**Provided passage**

-.-.-

Let’s be clear: Yellowjackets is not a hazy, rose-colored view of youth. It’s about a New Jersey high school girls’ soccer team that gets stranded in the Canadian wilderness following a plane crash on their way to a national championship in 1996. Some of them—the show is purposefully vague on how many—make it back to civilization. But there are hints, many of them, that Very Bad Things happened out in those woods, up to and including some sick ritualistic Lord of the Flies shenanigans and maybe-probably cannibalism. Like Lost, it time-jumps—cutting between the girls’ childhoods and the present day, sprinkling Reddit-thread-worthy unsolved mysteries everywhere. But unlike Lost, its appeal feels rooted in a desire to return to those halcyon days before the internet—while also serving as a reminder that they weren’t so halcyon at all.
It’s hard to pinpoint exactly when, but at some point in the last few weeks, Yellowjackets went from a low-key phenomenon to a cultural force. Case in point: There’s now a BuzzFeed quiz designed to tell you which member of the soccer team you are. A lot of the show’s popularity can be attributed to stellar reviews, excellent word-of-mouth, and the fact that viewers had extra time during the holiday season to catch up—plus Omicron has kept many home and watching.
But there’s something else, something even more base about its appeal: It’s a mystery full of the kinds of symbolism, clues, and Easter eggs that the internet loves to devour and hypothesize about. There are Reddit threads (lots), news articles, and more Twitter chatter than you can shake an Antler Queen at, and in this deep-winter Covid-19 surge moment, it’s hard not to go down an online rabbit hole trying to decode it all. Last night’s Season 1 finale only gave fans more cannibal catastrophe content to chew on.
This is all somewhat ironic because one of the things that’s appealing about Yellowjackets is that it’s so lo-fi. American teens in 1996 barely had AOL, and none of them had smartphones. They listened to Snow’s “Informer” because that’s what was on the radio and watched While You Were Sleeping on VHS because there was no Netflix. This isn’t to say that everyone who watches Yellowjackets wants to go back to a more primitive, pre-internet time, but there is something appealing about living in that world—for Gen Xers and millennials who grew up in it and for younger generations curious about its contours.
It’s also a story that almost has to take place in a previous decade. If the Yellowjackets were a big-deal high school girls’ soccer team now, they’d all probably be quasi-famous TikTokers or microinfluencers. Their disappearance would be the subject of hours of online sleuthing, much like the show itself is. The reason the survivors of the crash (that the audience knows of thus far)—Shauna (Melanie Lynskey), Taissa (Tawny Cypress), Misty (Christina Ricci), and Natalie (Juliette Lewis)—were able to keep a somewhat low profile after their return to civilization is likely due to the fact that it happened before the era of Don’t F**k With Cats-style Facebook watchdogs, before Serial turned everyone into a wannabe detective. Not only does half the show take place in a wilderness with little to no technology, its modern segments feature heroines who largely eschew it, with the possible exception of Misty, who is now herself a true-crime junky. (Having Lewis, Ricci, and Lynskey—three ’90s indie-movie staples who built their careers just before the era of celebrity blog culture and managed to survive its wrath—play its adult leads remains the show’s best in-joke.)

-.-.-

Data entries:
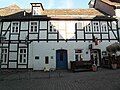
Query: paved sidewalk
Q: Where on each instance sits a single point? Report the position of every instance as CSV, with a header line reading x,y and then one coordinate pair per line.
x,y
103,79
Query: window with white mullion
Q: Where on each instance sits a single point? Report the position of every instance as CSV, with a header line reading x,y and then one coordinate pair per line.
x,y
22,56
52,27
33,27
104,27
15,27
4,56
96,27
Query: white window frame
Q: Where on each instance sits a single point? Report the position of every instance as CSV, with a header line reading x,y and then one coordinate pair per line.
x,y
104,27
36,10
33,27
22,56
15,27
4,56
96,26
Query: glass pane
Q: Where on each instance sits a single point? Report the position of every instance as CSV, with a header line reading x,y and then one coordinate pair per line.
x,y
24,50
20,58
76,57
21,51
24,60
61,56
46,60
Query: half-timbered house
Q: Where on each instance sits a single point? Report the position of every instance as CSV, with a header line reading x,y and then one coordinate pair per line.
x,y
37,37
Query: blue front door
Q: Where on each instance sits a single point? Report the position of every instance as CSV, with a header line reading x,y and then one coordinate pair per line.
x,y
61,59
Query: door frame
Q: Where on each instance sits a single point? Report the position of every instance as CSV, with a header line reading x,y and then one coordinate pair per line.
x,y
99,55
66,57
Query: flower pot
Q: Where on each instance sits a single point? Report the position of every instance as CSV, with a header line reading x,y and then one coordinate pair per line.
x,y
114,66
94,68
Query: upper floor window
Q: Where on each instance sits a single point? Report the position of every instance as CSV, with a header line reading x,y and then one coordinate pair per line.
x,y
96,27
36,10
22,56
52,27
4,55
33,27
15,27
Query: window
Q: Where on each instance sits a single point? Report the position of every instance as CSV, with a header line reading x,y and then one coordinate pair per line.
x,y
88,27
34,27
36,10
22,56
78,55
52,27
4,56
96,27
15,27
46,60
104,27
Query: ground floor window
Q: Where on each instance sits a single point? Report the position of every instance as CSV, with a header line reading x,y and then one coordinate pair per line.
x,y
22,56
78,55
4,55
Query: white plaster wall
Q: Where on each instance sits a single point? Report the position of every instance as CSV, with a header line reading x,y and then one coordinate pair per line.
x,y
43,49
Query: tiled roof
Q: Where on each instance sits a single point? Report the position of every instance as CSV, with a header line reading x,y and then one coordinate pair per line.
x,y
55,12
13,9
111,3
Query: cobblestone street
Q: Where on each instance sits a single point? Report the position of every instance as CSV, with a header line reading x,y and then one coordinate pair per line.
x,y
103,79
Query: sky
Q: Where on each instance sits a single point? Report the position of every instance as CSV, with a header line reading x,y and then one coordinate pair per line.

-.-.-

**Your instructions**
Print the passage about Yellowjackets from "But there’s something" to "to chew on.", word for word. You won't need the records for this.

**Result for this task**
But there’s something else, something even more base about its appeal: It’s a mystery full of the kinds of symbolism, clues, and Easter eggs that the internet loves to devour and hypothesize about. There are Reddit threads (lots), news articles, and more Twitter chatter than you can shake an Antler Queen at, and in this deep-winter Covid-19 surge moment, it’s hard not to go down an online rabbit hole trying to decode it all. Last night’s Season 1 finale only gave fans more cannibal catastrophe content to chew on.